Given instruction A:
Reproduce everything from "With all of" down to "been historically marginalized." in the excerpt on teaching practices for equity, with no changes.
Given instruction B:
Write the next part of the piece on teaching practices for addressing inequities in schools, picking up right after its final sentence.

Excerpt:
With all of this in mind, I thought it might be helpful for me to curate some of the most important teaching recommendations that have come through my platform for addressing inequities in schools. I feel confident that if you continue to implement these practices you will not only keep your job but will continue to help all of your students develop the skills they need to be successful in life, including those who have been historically marginalized.
Practice 1: Deep Listening
One of the most powerful ways to meet the needs of underserved students is to build in more time to listen to them. The Street Data protocol helps schools improve through a process that starts with what they call empathy interviews, one-on-one interviews with students about their experiences in that school. Shane Safir and Jamila Dugan, who developed the protocol, describe these short interviews as a powerful way to “identify and include the voices of those who may have never had a seat at the decision-making table but whose experiences and perspectives matter.”
Another way to do deep listening is through cogenerative dialogues, or cogens for short. Popularized by educator and author Chris Emdin and built into the Street Data protocol, these are informal conversations between a teacher and a small group of students with the goal of giving feedback to the teacher and co-generating a plan of action, often around a focused topic or set of questions.

Data provided:
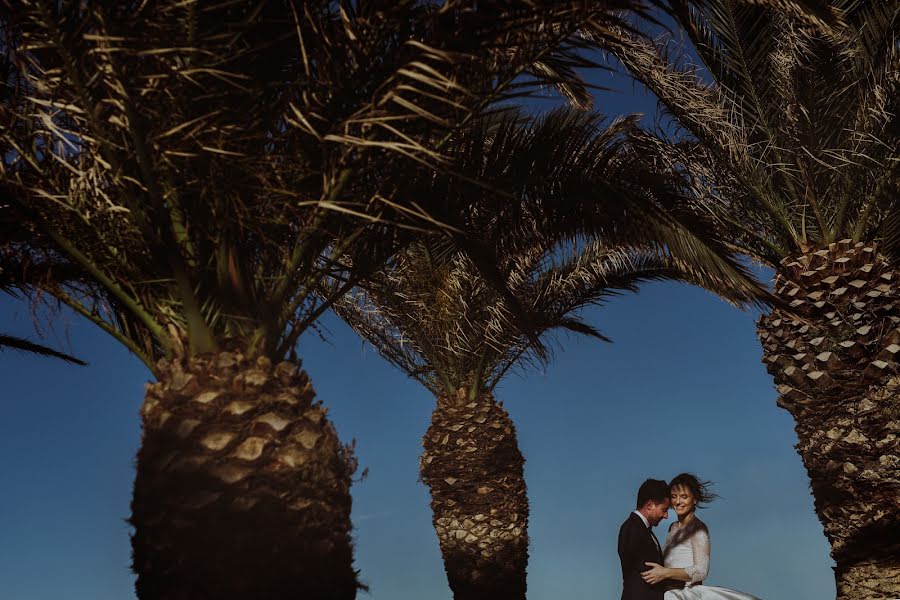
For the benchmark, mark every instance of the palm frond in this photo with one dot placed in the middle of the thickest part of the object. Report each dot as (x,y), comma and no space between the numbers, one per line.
(207,168)
(9,342)
(805,138)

Exercise result A:
With all of this in mind, I thought it might be helpful for me to curate some of the most important teaching recommendations that have come through my platform for addressing inequities in schools. I feel confident that if you continue to implement these practices you will not only keep your job but will continue to help all of your students develop the skills they need to be successful in life, including those who have been historically marginalized.

Exercise result B:
Both of these practices are simple ways to make your classroom a more equitable place for a diverse range of students.
Putting It Into Action
- Set aside time to ask students open-ended questions about their experiences in your classroom. If you want to try the empathy interview structure used in Street Data, follow the steps in this document.
- Try holding a cogen with a small group of your students. This document offers a set of steps and guidelines you can follow.
- Learn more about the Street Data process by reading the book and watching our video series that captures the work of teachers in two schools as they follow the protocol.
Practice 2: Language-Affirming Pedagogy
When we talk about “diversity,” that includes language. Students whose home language is not the same as the Standardized English taught in schools will do much better if their teachers adopt certain practices that affirm those languages, rather than treating them as if they are incorrect or wrong. In this article by New York teacher Andrea Castellano, who is also a member of our staff at Cult of Pedagogy, you can learn about specific teaching moves that will support and affirm students’ language use.
Putting It Into Action
The best thing you can do is read Castellano’s article or listen to our interview, but here is a sampling of the practices she recommends:
- Offer a variety of discussion formats to get students talking, especially small groups, where there will be less pressure.
- Incorporate more think time after asking a question to allow students to process the language they need to respond.
- Activate background knowledge before giving students a text so that students who are less familiar with the language can feel confident as they read.
- Avoid qualitative labeling of languages: Don’t treat or label a student’s home language as incorrect or “slang” or refer to Standardized English as “correct English.” These behaviors don’t recognize the inherent value of students’ home languages and treat them as lesser than.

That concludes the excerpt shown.